WHAT IS ASKED
Carry on the passage about Goblin's score and the visual style of Suspiria from the point where it stops.
# DOCUMENT EXTRACT start
Even divorced from the live performance, Goblin’s score is one-half of what makes Suspiria such a distinctive cinema experience. The other is Argento’s bold color palette of bright reds, greens and yellows, achieved via the use of Technicolor stock. Together, sight and sound establish the performative nature of Suspiria, as they do for most entries in the Giallo horror subgenre Argento helped introduce to American audiences. Giallo, Italian for “yellow,” is a tip to the yellow-paged printing of pulp thriller paperbacks; it’s a brand of heightened style that takes hold when the film’s protagonists enter their chamber of horrors. Oddly, Goblin’s era-specific electric sound seems so natural for a film set in an ancient German castle and a dance studio that emphasizes classical studies.
# DOCUMENT EXTRACT end
# GIVEN RECORDS start
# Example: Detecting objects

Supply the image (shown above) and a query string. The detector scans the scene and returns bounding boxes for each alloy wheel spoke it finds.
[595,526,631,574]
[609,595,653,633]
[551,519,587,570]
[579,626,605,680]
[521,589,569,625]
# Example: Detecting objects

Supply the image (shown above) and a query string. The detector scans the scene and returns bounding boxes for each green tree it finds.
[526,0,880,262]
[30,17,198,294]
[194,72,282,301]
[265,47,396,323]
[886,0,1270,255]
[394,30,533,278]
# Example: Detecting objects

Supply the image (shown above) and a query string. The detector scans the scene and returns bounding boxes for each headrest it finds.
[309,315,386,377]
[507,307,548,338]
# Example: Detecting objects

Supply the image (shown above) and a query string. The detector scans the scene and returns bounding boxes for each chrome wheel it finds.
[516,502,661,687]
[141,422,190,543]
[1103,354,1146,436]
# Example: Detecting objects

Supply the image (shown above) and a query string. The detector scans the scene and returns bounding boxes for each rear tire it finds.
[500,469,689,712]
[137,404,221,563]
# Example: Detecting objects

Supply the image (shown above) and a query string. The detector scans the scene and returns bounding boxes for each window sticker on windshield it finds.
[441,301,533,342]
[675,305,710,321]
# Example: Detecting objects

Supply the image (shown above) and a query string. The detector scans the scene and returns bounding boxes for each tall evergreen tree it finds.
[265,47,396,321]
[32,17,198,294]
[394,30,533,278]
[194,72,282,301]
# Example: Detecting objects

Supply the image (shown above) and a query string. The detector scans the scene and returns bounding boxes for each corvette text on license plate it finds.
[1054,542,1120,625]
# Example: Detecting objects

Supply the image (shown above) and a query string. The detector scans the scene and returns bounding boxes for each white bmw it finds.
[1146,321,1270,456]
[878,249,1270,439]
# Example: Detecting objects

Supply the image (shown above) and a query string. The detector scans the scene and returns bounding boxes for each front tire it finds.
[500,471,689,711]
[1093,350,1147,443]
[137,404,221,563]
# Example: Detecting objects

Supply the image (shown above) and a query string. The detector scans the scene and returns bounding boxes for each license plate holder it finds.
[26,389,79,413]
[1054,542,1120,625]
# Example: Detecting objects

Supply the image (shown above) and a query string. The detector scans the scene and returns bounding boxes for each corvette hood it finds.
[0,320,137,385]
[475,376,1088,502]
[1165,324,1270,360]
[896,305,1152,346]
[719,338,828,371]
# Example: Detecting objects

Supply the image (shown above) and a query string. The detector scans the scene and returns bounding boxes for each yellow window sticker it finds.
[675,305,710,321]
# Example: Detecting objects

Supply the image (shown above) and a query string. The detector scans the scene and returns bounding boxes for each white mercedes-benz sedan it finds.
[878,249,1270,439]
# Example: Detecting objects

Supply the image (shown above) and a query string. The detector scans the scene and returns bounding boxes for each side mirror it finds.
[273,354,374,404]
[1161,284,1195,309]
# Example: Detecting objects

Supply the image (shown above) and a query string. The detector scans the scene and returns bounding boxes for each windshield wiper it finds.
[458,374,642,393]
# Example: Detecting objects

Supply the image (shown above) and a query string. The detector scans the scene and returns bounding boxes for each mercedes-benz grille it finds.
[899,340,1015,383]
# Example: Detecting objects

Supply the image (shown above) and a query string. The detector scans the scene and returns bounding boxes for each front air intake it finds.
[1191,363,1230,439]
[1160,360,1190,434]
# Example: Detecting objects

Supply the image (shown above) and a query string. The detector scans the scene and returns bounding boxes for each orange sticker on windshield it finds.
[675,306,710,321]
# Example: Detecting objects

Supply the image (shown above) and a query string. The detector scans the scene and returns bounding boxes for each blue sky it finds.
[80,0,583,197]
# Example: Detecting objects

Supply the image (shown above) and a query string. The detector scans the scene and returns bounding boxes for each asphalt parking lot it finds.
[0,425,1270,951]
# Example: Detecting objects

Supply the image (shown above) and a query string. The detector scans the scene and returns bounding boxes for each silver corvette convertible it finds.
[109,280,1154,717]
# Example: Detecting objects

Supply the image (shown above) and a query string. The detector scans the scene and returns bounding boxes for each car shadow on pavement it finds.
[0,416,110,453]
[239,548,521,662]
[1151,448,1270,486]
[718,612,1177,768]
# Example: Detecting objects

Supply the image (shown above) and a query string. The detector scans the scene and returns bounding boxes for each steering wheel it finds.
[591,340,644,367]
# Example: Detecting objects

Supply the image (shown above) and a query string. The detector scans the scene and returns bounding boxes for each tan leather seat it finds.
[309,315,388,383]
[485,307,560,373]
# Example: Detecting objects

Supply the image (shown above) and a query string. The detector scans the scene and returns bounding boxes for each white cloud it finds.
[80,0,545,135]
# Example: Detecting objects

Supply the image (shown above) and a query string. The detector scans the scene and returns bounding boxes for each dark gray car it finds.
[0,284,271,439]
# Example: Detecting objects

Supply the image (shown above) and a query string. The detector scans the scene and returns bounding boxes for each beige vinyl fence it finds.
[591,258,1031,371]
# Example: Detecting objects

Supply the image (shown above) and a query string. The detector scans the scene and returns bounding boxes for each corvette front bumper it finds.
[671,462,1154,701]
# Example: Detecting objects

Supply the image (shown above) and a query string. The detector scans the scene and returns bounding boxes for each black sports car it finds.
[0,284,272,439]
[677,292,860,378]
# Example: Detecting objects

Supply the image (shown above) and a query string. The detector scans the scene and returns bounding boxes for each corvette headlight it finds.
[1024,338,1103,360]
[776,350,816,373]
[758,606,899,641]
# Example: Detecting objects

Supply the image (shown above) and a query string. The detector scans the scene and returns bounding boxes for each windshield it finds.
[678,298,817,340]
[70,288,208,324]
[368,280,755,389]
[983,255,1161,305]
# GIVEN RECORDS end
# GIVEN RECORDS start
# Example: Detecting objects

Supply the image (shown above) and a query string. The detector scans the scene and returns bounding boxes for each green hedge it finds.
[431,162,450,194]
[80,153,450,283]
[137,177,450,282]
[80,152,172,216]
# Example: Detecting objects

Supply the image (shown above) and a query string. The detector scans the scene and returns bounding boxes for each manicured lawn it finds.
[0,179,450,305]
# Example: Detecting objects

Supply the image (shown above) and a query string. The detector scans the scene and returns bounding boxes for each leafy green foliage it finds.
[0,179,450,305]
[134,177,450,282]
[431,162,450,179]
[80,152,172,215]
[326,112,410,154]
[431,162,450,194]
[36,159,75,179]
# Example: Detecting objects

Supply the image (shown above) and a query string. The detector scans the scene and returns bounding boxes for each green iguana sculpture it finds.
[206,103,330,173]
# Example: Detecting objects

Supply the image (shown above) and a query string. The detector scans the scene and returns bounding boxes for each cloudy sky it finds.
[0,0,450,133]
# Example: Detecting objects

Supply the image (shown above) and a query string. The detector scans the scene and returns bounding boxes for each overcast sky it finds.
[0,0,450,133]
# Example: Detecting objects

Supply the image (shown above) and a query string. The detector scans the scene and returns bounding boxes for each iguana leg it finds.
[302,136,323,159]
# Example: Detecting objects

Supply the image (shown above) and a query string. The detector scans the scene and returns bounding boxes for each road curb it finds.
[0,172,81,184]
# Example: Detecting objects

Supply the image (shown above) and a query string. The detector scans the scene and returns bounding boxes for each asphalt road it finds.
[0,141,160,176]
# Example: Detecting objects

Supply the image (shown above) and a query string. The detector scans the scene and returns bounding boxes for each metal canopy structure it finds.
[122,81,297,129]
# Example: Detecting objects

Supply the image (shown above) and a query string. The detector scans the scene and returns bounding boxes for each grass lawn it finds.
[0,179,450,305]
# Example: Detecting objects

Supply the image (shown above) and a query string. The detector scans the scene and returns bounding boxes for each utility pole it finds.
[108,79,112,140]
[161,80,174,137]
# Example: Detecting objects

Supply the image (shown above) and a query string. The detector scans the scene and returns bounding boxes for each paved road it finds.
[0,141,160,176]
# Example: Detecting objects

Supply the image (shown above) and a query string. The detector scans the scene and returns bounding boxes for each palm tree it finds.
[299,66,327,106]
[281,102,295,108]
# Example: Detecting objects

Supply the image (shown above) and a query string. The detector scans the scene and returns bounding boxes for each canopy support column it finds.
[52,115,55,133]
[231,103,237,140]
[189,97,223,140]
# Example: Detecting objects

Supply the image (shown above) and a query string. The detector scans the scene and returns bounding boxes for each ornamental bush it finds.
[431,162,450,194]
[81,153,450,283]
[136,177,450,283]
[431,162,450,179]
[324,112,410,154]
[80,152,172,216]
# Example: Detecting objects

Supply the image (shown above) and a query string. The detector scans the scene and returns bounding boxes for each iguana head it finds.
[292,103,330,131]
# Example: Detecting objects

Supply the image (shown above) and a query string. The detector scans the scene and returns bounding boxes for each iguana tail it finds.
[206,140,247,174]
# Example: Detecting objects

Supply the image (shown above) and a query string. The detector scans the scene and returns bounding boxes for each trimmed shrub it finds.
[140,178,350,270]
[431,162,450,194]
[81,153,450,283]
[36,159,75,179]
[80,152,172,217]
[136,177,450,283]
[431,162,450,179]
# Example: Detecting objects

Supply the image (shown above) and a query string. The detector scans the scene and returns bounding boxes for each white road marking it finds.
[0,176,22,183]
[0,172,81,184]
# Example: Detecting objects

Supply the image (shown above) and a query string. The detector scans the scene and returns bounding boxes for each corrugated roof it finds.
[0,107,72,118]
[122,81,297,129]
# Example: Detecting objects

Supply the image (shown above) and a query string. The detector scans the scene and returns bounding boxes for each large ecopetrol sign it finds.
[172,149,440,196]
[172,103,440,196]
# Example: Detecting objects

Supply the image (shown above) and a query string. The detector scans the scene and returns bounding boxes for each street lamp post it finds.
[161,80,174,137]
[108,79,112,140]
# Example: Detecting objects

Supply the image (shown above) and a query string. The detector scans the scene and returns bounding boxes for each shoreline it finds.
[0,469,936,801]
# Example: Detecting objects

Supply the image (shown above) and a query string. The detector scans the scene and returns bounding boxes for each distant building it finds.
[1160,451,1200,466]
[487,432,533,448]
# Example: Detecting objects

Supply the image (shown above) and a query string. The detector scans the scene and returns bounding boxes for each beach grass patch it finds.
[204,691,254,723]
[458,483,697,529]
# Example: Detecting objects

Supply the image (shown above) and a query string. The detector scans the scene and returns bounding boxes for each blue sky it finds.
# GIVEN RECORDS end
# GIVEN RECORDS start
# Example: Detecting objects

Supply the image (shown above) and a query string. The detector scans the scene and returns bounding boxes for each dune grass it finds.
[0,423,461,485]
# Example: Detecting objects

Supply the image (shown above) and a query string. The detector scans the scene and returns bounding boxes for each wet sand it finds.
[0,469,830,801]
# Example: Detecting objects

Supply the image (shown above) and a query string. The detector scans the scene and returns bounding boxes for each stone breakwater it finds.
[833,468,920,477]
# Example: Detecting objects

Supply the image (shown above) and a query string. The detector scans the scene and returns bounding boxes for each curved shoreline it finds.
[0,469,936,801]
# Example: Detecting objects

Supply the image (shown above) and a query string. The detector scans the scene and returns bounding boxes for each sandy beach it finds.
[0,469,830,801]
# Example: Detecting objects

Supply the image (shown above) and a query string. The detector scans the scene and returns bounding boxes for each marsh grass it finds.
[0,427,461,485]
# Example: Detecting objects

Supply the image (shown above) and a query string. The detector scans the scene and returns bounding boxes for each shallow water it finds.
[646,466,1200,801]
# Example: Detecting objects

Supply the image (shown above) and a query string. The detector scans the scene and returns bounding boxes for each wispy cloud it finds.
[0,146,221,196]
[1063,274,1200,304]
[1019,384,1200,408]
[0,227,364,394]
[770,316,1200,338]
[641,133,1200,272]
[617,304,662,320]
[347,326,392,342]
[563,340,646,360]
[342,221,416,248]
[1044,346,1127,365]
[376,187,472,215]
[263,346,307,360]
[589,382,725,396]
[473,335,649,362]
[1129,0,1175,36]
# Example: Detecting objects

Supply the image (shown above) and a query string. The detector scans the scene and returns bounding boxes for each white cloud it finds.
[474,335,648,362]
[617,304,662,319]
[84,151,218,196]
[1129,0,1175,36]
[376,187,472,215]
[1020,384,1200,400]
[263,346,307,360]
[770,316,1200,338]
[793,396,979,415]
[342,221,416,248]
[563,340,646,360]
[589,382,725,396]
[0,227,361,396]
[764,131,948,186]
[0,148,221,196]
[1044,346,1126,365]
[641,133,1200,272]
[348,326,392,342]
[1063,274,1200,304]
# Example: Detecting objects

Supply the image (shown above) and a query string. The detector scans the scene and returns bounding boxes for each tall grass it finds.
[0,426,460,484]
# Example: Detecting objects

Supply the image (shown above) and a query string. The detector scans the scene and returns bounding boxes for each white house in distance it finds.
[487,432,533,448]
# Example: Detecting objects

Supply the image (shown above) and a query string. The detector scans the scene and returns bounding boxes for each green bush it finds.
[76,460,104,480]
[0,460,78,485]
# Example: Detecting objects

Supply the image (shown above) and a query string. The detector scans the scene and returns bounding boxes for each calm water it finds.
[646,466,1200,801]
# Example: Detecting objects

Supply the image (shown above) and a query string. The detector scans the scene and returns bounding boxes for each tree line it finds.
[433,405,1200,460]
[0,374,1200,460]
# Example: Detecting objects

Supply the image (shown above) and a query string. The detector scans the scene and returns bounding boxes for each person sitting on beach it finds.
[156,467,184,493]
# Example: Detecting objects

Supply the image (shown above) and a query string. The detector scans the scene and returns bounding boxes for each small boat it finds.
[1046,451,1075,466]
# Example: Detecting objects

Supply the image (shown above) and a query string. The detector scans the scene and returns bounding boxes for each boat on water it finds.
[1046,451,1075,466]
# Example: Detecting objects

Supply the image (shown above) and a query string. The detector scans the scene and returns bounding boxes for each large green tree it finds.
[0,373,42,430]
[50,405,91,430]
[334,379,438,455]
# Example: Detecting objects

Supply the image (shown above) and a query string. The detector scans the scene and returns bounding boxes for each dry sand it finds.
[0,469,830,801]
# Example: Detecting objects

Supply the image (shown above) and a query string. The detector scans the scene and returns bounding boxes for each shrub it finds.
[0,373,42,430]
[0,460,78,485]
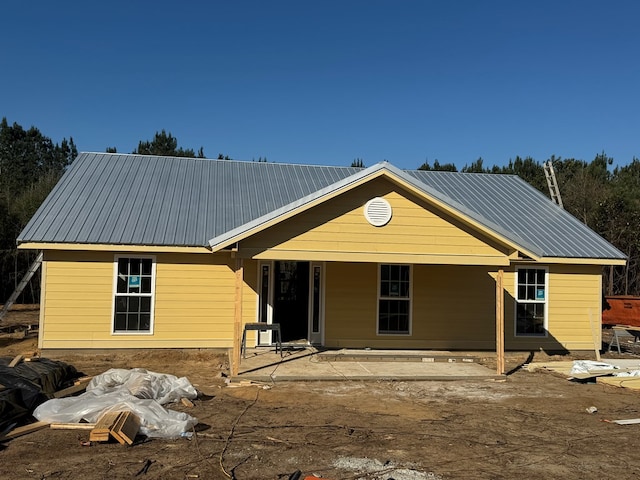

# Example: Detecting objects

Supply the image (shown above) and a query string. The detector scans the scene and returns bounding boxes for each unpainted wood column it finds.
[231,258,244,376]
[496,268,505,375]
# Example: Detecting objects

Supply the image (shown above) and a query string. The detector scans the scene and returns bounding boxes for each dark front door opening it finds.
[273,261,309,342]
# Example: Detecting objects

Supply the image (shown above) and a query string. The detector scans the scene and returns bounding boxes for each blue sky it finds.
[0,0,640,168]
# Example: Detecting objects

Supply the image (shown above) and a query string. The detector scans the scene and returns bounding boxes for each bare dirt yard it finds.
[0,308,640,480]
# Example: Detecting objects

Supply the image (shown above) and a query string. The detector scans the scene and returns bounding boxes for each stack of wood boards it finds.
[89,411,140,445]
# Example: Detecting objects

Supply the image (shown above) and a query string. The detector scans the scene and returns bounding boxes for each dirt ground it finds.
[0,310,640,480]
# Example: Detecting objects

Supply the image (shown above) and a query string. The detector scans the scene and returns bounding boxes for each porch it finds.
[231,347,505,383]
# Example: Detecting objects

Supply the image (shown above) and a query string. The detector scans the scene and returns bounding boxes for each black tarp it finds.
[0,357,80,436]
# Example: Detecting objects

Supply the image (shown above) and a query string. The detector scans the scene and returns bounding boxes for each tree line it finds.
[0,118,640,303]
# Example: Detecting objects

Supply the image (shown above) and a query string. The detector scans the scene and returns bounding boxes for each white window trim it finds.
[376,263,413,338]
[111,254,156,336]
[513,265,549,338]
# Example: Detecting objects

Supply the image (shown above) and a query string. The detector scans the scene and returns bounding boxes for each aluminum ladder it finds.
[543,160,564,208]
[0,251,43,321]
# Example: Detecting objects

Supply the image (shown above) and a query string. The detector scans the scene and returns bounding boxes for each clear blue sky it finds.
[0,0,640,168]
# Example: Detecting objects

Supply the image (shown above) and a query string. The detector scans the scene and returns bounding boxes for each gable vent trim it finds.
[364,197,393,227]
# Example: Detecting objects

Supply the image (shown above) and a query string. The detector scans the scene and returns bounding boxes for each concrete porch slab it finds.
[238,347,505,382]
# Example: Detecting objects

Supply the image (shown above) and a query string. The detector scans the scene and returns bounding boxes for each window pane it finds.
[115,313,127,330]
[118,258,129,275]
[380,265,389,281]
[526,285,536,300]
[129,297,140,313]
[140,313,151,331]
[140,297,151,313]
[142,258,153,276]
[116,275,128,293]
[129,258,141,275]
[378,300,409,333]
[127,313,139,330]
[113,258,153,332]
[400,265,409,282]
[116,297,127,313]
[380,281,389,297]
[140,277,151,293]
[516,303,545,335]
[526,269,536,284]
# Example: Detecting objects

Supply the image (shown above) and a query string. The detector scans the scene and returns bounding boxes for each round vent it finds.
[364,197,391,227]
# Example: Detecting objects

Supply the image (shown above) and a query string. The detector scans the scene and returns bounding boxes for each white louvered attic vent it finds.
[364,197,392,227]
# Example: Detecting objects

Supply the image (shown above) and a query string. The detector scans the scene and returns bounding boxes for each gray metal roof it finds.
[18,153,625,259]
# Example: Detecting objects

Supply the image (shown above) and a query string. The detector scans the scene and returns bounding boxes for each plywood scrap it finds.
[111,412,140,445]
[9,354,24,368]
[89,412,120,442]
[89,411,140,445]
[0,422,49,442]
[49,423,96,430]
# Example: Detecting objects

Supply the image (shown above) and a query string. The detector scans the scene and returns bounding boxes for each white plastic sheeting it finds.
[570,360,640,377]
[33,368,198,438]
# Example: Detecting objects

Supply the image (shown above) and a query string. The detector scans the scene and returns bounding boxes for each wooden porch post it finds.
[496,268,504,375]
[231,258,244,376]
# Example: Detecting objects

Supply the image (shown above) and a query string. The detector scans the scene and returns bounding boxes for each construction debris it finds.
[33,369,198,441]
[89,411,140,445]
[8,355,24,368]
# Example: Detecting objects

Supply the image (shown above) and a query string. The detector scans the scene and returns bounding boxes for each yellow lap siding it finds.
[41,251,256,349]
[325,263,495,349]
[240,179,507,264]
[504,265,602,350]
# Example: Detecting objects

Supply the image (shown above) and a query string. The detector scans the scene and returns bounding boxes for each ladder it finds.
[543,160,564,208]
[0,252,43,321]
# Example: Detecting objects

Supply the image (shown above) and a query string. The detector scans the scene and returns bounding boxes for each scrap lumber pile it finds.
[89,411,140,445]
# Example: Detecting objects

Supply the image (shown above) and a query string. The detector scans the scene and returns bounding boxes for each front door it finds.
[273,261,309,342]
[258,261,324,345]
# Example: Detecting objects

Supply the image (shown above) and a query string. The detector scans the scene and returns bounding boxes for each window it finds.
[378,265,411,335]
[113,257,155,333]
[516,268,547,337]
# GIVEN RECORDS end
SOLVED EXERCISE
The rooms flash like strobe lights, the killers can emerge from nowhere, and the most violent acts are divorced of any spatial logic, making them more palatable even to the most squeamish. Example: In the famous first murder scene, a woman is inexplicably transported from an apartment unit to the roof of its grandiose lobby as she dies, removing much of the sequence’s terror as the audience begins to see the actions from an outside vantage. All the while, Goblin kicks out the jams in the aural background, though at the live performance the score was so loud and imposing it was really in the foreground, with the characters’ screams behind it. Fitting for Film Fest Gent’s focus on the marriage of sound and vision, Goblin’s performance of Suspiriamade the 37-year-old film feel fresh, vibrant and thoroughly modern.